WeeklyWorker

27.07.2017

Towards a Bolshevik Broadcasting Corporation

The disclosure of the BBC list of highest paid ‘stars’ raises the question: what is the corporation for? William Kane investigates

The new requirement that the BBC publish all salaries above £150,000 has borne fruit at last, and given rise inevitably to a pearl-clutching scandal.

There are many available cries of injustice here - above all the injustice of Chris Evans being paid more than everyone else, when it is surely doubtful that even the most loyal listeners of his Radio 2 breakfast show would claim any more than that he is a safe pair of hands: successfully preventing dead air, according to broadcasting best practices, by flapping his gums and playing tedious music. We guess that a big part of that packet has something to do with the calamitous attempt to put him up as a replacement Jeremy Clarkson for Top gear presenting duties, but still - Chris Evans? The unacceptable face of the 1990s? Surely the only reason to pay him £2.2 million is for promising to go away.

******************************

GIVEN EXERCISE 1 - Copy the article on BBC pay word for word, from start to finish.
The article and the records are unrelated.

DATA EXTRACT -
******************************

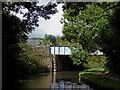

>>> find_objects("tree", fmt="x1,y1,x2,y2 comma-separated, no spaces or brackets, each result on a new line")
62,3,120,74
2,2,57,87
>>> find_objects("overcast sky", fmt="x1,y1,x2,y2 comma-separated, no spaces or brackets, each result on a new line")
28,4,63,38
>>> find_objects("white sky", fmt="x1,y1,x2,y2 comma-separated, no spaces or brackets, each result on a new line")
28,4,63,38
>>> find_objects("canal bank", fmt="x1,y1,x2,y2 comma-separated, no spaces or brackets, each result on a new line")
5,71,115,90
79,69,120,90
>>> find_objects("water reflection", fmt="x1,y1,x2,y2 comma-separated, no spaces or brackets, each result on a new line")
16,71,93,90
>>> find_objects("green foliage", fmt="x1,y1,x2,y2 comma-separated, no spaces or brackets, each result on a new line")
16,43,49,74
82,73,120,90
70,45,89,65
62,2,120,74
2,2,57,83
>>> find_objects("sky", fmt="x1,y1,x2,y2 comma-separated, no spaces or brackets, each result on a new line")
28,4,63,38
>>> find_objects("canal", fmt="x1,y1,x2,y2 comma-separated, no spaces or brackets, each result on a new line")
9,71,108,90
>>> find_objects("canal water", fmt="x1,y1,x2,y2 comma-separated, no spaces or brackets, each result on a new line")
13,71,102,90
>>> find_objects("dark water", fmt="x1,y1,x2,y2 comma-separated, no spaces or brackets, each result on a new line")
11,71,106,90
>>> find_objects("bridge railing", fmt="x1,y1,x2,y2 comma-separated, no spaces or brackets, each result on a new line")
50,46,71,55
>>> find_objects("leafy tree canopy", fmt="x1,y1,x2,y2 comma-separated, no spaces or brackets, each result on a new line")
62,2,120,73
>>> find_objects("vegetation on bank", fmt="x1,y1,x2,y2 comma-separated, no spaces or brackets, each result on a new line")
61,2,120,75
79,68,120,90
16,43,51,74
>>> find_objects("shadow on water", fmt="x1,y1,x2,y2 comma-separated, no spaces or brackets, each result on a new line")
4,71,111,90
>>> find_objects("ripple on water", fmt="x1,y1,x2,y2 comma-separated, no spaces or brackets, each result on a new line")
51,80,93,90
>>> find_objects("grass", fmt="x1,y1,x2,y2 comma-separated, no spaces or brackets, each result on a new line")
79,69,120,90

******************************

GIVEN EXERCISE 2 - Rewrite the stretch of the records from their start through the line containing "62,2,120,73", changing "overcast sky" to "cloudy sky" and nothing else, and omit the pictures.

CORRECT RESULT 1 -
WeeklyWorker

27.07.2017

Towards a Bolshevik Broadcasting Corporation

The disclosure of the BBC list of highest paid ‘stars’ raises the question: what is the corporation for? William Kane investigates

The new requirement that the BBC publish all salaries above £150,000 has borne fruit at last, and given rise inevitably to a pearl-clutching scandal.

There are many available cries of injustice here - above all the injustice of Chris Evans being paid more than everyone else, when it is surely doubtful that even the most loyal listeners of his Radio 2 breakfast show would claim any more than that he is a safe pair of hands: successfully preventing dead air, according to broadcasting best practices, by flapping his gums and playing tedious music. We guess that a big part of that packet has something to do with the calamitous attempt to put him up as a replacement Jeremy Clarkson for Top gear presenting duties, but still - Chris Evans? The unacceptable face of the 1990s? Surely the only reason to pay him £2.2 million is for promising to go away.

CORRECT RESULT 2 -
>>> find_objects("tree", fmt="x1,y1,x2,y2 comma-separated, no spaces or brackets, each result on a new line")
62,3,120,74
2,2,57,87
>>> find_objects("cloudy sky", fmt="x1,y1,x2,y2 comma-separated, no spaces or brackets, each result on a new line")
28,4,63,38
>>> find_objects("white sky", fmt="x1,y1,x2,y2 comma-separated, no spaces or brackets, each result on a new line")
28,4,63,38
>>> find_objects("canal bank", fmt="x1,y1,x2,y2 comma-separated, no spaces or brackets, each result on a new line")
5,71,115,90
79,69,120,90
>>> find_objects("water reflection", fmt="x1,y1,x2,y2 comma-separated, no spaces or brackets, each result on a new line")
16,71,93,90
>>> find_objects("green foliage", fmt="x1,y1,x2,y2 comma-separated, no spaces or brackets, each result on a new line")
16,43,49,74
82,73,120,90
70,45,89,65
62,2,120,74
2,2,57,83
>>> find_objects("sky", fmt="x1,y1,x2,y2 comma-separated, no spaces or brackets, each result on a new line")
28,4,63,38
>>> find_objects("canal", fmt="x1,y1,x2,y2 comma-separated, no spaces or brackets, each result on a new line")
9,71,108,90
>>> find_objects("canal water", fmt="x1,y1,x2,y2 comma-separated, no spaces or brackets, each result on a new line")
13,71,102,90
>>> find_objects("dark water", fmt="x1,y1,x2,y2 comma-separated, no spaces or brackets, each result on a new line")
11,71,106,90
>>> find_objects("bridge railing", fmt="x1,y1,x2,y2 comma-separated, no spaces or brackets, each result on a new line")
50,46,71,55
>>> find_objects("leafy tree canopy", fmt="x1,y1,x2,y2 comma-separated, no spaces or brackets, each result on a new line")
62,2,120,73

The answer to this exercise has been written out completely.